# RECORD EXCERPTS

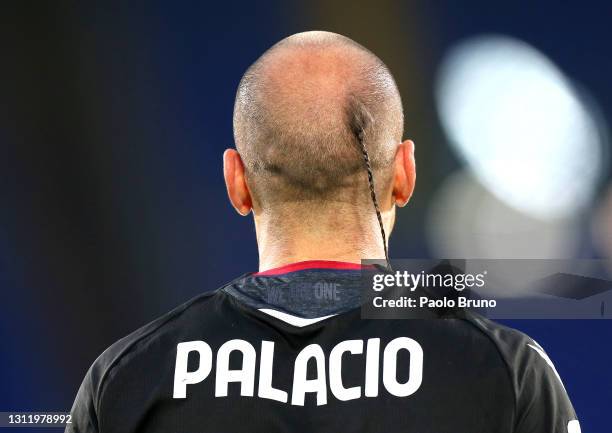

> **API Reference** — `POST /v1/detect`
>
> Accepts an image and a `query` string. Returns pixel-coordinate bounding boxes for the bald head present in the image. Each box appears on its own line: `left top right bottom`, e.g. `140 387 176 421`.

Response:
234 32 403 207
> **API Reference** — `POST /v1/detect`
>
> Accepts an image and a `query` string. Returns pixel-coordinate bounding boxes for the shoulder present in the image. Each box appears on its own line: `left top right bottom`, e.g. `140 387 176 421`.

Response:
464 312 578 432
86 289 228 408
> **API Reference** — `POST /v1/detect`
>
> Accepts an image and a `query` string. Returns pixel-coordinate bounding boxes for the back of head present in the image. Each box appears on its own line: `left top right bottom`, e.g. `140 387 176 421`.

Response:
234 32 403 209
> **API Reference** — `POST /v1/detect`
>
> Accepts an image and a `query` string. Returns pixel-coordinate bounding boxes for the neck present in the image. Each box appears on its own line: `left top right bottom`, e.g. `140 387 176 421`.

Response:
255 202 390 272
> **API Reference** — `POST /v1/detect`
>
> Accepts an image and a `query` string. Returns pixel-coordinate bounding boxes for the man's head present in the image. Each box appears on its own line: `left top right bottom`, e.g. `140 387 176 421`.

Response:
224 32 414 245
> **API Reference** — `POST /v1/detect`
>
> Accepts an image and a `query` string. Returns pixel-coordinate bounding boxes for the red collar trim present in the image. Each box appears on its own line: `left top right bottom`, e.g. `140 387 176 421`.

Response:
253 260 371 277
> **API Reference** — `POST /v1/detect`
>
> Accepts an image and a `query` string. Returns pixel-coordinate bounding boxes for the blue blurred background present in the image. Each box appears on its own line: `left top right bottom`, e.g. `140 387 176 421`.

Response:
0 0 612 432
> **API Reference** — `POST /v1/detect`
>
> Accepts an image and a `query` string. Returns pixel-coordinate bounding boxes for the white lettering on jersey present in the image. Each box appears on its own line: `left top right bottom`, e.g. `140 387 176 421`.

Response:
383 337 423 397
329 340 363 401
173 341 212 398
291 344 327 406
257 341 287 403
173 337 423 406
215 340 257 397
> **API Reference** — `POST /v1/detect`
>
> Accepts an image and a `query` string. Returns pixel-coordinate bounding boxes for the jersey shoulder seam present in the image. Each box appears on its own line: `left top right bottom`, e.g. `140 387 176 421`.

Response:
94 275 245 414
461 311 520 431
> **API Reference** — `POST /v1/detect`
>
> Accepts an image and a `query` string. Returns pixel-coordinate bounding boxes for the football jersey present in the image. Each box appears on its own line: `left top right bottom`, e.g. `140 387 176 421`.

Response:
66 263 580 433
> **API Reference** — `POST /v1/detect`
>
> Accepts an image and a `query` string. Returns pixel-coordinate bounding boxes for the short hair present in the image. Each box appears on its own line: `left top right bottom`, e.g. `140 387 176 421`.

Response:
234 32 403 205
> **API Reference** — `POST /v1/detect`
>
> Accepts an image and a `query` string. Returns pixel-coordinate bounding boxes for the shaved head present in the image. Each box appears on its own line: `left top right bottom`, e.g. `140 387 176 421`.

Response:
234 32 403 208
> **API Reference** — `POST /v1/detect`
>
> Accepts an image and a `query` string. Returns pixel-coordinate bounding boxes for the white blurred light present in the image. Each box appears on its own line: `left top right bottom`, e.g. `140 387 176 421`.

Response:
436 36 602 218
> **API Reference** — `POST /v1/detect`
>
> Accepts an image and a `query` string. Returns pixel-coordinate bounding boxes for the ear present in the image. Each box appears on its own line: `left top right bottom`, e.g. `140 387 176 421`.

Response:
393 140 416 207
223 149 253 216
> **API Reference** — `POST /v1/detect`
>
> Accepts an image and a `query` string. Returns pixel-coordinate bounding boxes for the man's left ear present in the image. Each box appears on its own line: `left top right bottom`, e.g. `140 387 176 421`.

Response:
393 140 416 207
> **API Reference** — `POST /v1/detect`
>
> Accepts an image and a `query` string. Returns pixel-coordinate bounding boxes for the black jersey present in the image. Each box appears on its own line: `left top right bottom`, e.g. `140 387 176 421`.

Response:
66 262 580 433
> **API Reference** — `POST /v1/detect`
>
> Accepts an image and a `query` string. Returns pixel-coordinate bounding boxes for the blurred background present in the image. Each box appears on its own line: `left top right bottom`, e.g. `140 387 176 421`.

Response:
0 0 612 432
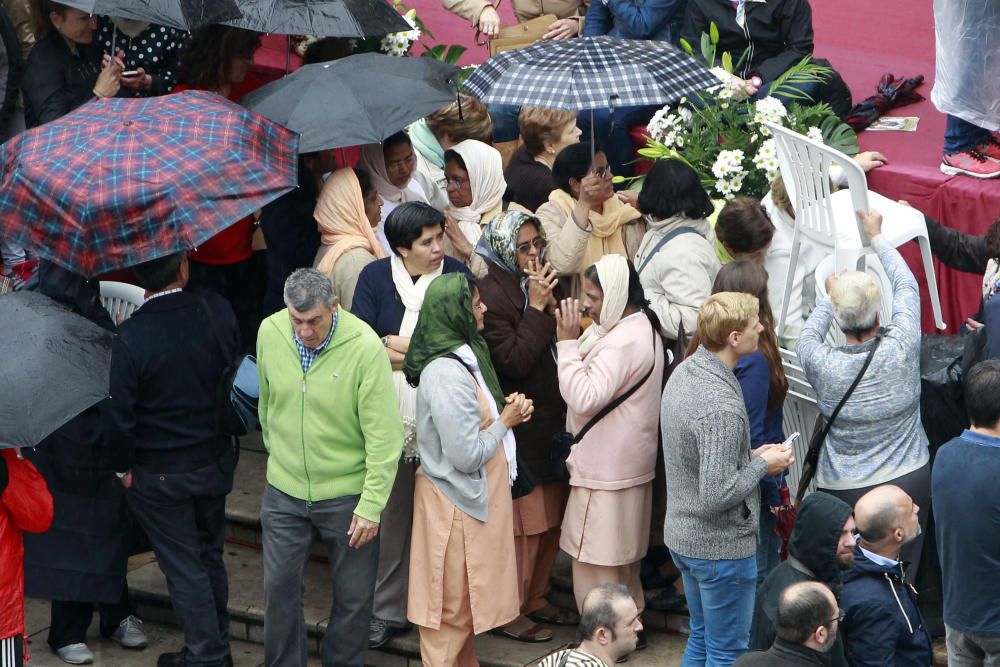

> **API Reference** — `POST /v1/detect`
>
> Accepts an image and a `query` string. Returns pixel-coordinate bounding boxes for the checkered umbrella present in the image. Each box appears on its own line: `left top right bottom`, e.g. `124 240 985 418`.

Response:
465 37 719 111
0 91 298 277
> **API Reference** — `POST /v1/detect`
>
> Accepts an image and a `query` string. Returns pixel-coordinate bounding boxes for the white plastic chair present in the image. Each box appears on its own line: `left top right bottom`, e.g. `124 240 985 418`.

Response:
778 347 819 498
764 123 946 336
101 280 146 324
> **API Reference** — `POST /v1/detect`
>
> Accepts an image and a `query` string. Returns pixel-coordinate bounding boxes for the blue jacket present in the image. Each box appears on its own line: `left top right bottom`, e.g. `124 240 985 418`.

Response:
840 549 934 667
583 0 687 44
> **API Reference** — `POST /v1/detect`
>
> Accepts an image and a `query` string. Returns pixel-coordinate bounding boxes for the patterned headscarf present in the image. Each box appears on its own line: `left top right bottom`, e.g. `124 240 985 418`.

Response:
476 211 545 276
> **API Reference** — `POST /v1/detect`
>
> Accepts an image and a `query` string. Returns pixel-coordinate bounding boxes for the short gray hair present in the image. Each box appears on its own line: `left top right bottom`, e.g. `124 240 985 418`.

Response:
284 269 334 311
830 271 882 335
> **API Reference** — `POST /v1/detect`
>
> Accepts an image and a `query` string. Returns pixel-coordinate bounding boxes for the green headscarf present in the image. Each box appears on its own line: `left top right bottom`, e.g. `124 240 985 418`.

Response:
403 273 504 411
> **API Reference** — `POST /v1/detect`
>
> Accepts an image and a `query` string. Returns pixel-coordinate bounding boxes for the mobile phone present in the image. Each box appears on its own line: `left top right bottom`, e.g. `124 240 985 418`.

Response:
781 431 799 449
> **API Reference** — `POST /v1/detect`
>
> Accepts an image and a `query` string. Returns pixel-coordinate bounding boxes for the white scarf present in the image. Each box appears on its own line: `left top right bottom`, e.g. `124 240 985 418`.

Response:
455 345 517 486
580 255 628 357
450 139 507 227
389 254 444 461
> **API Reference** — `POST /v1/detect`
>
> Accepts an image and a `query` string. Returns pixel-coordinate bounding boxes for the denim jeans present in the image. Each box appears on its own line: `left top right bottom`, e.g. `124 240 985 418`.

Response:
757 503 781 588
670 550 757 667
944 115 990 155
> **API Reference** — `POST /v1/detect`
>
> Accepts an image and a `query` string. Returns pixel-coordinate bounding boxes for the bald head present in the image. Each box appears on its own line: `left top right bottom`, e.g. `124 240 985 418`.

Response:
854 484 920 558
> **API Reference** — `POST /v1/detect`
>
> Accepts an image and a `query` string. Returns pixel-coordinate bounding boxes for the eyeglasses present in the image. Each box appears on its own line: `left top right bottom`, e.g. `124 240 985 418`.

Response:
517 236 549 254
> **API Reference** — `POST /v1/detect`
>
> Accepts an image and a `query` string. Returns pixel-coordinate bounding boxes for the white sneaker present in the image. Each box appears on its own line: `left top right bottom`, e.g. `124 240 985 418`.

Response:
111 616 149 648
56 643 94 665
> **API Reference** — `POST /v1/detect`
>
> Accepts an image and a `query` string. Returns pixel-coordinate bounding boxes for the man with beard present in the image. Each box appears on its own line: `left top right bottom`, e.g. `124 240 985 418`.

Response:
840 484 934 667
750 491 856 667
736 581 844 667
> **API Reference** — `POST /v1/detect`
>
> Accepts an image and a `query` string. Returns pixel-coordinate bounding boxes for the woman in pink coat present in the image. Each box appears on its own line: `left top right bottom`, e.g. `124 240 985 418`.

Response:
556 255 664 636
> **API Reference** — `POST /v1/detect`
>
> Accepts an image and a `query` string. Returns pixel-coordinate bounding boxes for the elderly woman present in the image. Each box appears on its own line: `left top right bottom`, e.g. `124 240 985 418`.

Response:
556 255 664 632
351 202 468 648
406 93 493 210
797 210 931 578
358 132 433 250
313 168 388 312
535 143 646 294
503 107 580 211
635 160 719 340
444 139 507 278
21 0 122 128
403 274 534 667
478 211 579 641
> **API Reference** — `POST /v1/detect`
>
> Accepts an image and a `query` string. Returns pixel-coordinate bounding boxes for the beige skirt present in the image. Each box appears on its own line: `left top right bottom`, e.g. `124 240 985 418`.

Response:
559 482 653 566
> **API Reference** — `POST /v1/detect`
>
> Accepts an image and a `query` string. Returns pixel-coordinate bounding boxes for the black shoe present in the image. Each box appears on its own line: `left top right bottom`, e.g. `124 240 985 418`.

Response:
646 587 687 614
368 616 406 649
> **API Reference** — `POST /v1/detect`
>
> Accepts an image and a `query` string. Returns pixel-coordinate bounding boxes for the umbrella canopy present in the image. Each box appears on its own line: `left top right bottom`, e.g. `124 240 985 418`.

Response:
226 0 412 37
0 91 298 277
465 37 719 111
241 53 459 153
0 292 113 448
60 0 241 30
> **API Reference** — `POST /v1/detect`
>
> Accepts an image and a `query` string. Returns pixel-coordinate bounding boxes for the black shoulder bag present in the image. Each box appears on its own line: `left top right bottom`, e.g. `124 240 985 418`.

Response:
795 334 882 507
551 323 660 482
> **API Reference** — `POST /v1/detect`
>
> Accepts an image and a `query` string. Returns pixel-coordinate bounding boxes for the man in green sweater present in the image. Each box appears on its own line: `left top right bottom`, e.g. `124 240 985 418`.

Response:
257 269 403 667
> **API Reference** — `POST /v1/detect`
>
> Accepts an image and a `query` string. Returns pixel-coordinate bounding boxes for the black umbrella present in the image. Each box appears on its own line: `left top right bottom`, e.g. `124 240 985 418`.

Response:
60 0 240 30
241 53 459 153
226 0 413 38
0 291 113 448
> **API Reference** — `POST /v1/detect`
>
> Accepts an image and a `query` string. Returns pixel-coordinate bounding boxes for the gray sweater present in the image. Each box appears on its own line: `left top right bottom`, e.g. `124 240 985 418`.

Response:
417 357 507 521
660 347 767 560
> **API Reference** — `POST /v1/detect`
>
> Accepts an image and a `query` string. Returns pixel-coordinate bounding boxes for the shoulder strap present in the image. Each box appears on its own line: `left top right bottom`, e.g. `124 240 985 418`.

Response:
818 334 882 444
636 227 698 273
573 322 660 445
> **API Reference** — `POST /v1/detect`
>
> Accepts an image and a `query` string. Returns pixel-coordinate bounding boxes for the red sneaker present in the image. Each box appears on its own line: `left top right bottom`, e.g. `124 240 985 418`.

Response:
941 150 1000 178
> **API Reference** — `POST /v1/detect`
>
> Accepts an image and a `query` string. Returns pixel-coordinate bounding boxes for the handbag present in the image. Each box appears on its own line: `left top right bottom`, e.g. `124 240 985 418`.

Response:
550 322 660 482
795 334 882 507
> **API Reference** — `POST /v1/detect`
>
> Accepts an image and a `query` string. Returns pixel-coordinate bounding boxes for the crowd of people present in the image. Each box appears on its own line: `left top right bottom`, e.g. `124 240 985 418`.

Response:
0 0 1000 667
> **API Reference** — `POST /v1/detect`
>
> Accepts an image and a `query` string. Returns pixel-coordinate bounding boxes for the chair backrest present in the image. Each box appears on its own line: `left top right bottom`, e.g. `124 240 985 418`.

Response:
764 122 870 250
101 280 146 324
779 348 819 497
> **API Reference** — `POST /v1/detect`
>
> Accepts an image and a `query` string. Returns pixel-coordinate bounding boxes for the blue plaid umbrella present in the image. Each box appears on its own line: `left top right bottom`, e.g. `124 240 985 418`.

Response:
465 37 719 111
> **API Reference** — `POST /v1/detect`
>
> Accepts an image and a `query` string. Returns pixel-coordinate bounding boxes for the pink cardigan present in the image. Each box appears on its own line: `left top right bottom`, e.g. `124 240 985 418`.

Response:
556 313 664 491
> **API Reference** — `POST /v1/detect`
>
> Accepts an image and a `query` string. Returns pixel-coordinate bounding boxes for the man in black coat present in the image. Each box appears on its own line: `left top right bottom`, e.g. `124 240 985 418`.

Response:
735 582 844 667
750 491 856 667
106 253 240 667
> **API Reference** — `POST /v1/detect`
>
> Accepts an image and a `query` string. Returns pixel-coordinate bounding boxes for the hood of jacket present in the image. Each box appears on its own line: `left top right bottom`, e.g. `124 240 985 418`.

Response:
788 491 853 588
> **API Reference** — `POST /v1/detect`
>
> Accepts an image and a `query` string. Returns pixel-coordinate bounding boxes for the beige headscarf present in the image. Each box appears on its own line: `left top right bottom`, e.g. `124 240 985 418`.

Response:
313 168 386 278
580 254 628 357
549 189 642 266
358 144 427 204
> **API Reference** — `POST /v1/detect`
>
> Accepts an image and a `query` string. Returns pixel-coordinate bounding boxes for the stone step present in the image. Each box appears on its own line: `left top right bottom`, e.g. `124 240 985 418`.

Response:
129 544 684 667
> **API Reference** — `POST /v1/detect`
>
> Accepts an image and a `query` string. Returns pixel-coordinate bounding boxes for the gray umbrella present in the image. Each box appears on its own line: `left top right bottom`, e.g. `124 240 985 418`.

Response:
0 291 113 448
241 53 459 153
60 0 240 30
226 0 412 38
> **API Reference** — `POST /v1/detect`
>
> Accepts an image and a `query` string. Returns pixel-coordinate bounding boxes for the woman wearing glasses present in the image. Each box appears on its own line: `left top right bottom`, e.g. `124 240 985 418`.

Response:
444 139 507 278
477 211 579 641
535 143 646 296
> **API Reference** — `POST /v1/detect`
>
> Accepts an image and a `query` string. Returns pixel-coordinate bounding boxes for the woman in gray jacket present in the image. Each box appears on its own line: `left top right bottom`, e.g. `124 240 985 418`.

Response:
403 273 534 667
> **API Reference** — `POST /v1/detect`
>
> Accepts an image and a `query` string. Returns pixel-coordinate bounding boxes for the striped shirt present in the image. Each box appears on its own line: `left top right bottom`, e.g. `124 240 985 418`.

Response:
538 648 608 667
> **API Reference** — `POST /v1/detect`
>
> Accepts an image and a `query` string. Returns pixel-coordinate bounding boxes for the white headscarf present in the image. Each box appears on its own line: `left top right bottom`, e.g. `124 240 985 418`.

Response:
580 255 629 357
450 139 507 225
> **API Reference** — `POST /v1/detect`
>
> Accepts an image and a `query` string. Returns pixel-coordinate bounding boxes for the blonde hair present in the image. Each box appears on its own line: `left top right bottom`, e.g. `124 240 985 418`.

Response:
517 107 576 156
426 93 493 144
697 292 760 352
830 271 882 336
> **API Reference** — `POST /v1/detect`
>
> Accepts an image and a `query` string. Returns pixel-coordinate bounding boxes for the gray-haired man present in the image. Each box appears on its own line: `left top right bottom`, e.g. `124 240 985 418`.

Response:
257 269 403 667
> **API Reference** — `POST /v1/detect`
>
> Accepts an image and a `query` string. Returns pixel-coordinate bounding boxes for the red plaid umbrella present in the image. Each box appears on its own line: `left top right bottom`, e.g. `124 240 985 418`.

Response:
0 91 298 277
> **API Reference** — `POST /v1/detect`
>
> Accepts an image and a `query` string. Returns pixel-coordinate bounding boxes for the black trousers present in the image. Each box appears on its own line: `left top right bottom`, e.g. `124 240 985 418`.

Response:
125 451 236 667
48 584 133 649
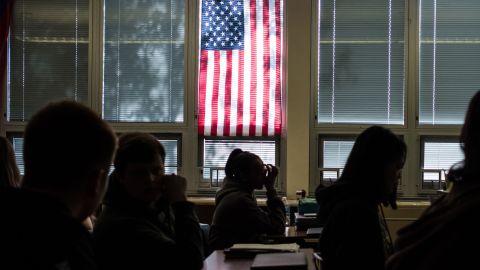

# STATED GOAL
Format the data as a Markdown table with the columns Row and Data line. Start at the first line of the data and go through the line containing "86 289 228 408", with both ends included, one numbered row per line, blank lines omitted, and pictures left out.

# SOLUTION TO THIS TASK
| Row | Data line |
|---|---|
| 1 | > **API Reference** — `POST /v1/detect` |
| 2 | > |
| 3 | > Accepts an image and a `query` string. Returns pixel-coordinate bounding boxes for the bald head present in the image. Each box appears on its own line: `left top right bottom`, e.g. `140 387 176 421`. |
| 4 | Response: |
| 5 | 234 32 403 207 |
| 6 | > **API Reference** — `POST /v1/detect` |
| 7 | > |
| 8 | > Accepts an image and a `query` string. Returns pixel-coordinate bounding boxes for the shoulder present in the image. Each box appears on its own line: `left top right bottom`, e.g. `140 387 176 421`. |
| 9 | Response: |
| 10 | 464 312 578 432 |
| 11 | 86 289 228 408 |